Je suis rentré au Luxembourg en continuant à penser aux écarts économiques et idéologiques qui se sont creusés pendant des années avec l’Est de l’Europe, à ceux qui sont en train de se combler, voire aux retournements de situations, mais aussi aux menaces communes qui vont balayer tout le continent européen sans faire de différence entre les degrés de développement des uns et des autres et même sans prendre en compte leurs réelles convictions européennes.
Jesuis au fond à la recherche continue de ce qu’on nomme un peu brièvement « le bien public », une notion qui me semble caractériser particulièrement bien les itinéraires culturels dont toute la méthodologie tend à relier deux extrêmes : d’un côté les valeurs et les utopies qui fondent les thèmes : le partage, le dialogue, la paix…et de l’autre les nécessités de créer une dynamique de développement sur des bases locales, fondée sur la cohérence entre histoire, mémoire et changements de paradigmes économiques.
Mais la gestion des itinéraires culturels par notre Institut et nos partenaires s’affronte non pas tant à la dissolution des valeurs, qu’aux doutes sur l’utilité de les placer au cœur de l’action, tout comme sur la difficulté à abandonner des modèles de croissance qui ne se survivent que sur l’inertie de leur propre élan. L’élan qu’ils ont su imprimer à des pays, des régions, des petits territoires où, sans le comprendre vraiment l’adhésion commune aux projets résultait de l’urgence à réagir pour faire face à une mort inéluctable : les périodes d’après guerres, les restructurations agricoles et industrielles, les lendemains de révoltes des banlieues, la fin de la période bénie pour certains îlots touristiques réservés aux plus fortunés. Des modèles qui ont sans doute eu leur utilité, mais qui sont à bout de souffle.

_Enregistrements fournis:_
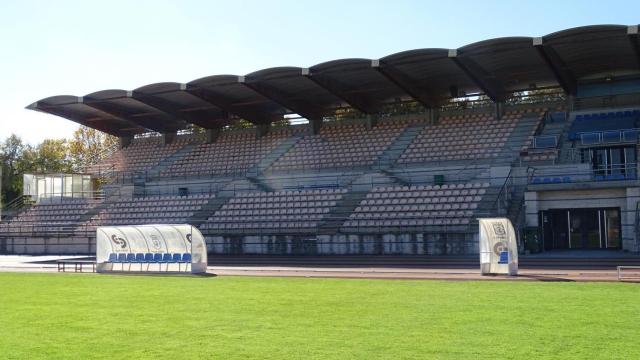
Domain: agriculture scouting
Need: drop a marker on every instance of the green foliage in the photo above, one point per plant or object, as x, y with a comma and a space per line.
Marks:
50, 156
88, 146
55, 316
240, 124
11, 161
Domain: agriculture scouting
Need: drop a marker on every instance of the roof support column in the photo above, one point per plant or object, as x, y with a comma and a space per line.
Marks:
432, 116
478, 75
168, 137
562, 74
124, 141
213, 135
262, 130
634, 41
316, 125
371, 121
571, 102
499, 107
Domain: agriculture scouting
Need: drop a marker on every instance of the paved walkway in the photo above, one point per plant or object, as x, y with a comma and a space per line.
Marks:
18, 263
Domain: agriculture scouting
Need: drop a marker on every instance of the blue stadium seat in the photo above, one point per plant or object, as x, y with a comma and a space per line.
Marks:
186, 259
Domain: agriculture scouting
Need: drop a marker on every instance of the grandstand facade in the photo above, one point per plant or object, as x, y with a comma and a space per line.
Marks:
398, 155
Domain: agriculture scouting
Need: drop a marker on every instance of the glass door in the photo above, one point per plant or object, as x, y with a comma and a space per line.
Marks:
611, 232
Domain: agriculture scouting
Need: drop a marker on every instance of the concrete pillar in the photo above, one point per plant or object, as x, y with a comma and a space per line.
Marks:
124, 141
168, 138
571, 102
262, 130
499, 109
213, 134
432, 116
316, 125
372, 121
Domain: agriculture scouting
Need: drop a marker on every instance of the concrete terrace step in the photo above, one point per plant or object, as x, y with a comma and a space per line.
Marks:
338, 215
424, 261
399, 145
277, 153
169, 160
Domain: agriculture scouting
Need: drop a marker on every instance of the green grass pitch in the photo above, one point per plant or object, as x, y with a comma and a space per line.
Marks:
57, 316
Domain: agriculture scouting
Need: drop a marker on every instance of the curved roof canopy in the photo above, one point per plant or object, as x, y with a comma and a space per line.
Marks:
495, 67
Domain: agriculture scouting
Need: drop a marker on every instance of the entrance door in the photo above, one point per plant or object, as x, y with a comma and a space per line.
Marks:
581, 228
555, 229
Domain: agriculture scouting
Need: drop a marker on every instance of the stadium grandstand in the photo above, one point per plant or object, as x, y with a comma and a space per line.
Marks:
397, 155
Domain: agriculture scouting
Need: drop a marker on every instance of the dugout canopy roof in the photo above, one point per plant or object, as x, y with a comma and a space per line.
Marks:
150, 248
495, 67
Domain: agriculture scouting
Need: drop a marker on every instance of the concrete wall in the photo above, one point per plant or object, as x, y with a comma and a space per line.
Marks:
623, 198
347, 244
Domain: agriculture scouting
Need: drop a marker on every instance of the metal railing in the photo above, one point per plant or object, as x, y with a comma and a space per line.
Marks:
609, 137
544, 142
619, 172
607, 101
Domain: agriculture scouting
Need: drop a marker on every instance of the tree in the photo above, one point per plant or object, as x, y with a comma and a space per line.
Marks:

_Consigne:_ Restituez tel quel le passage du texte sur les itinéraires culturels, de « Je suis rentré » jusqu'à « réelles convictions européennes. » inclus.

_Corrigé:_
Je suis rentré au Luxembourg en continuant à penser aux écarts économiques et idéologiques qui se sont creusés pendant des années avec l’Est de l’Europe, à ceux qui sont en train de se combler, voire aux retournements de situations, mais aussi aux menaces communes qui vont balayer tout le continent européen sans faire de différence entre les degrés de développement des uns et des autres et même sans prendre en compte leurs réelles convictions européennes.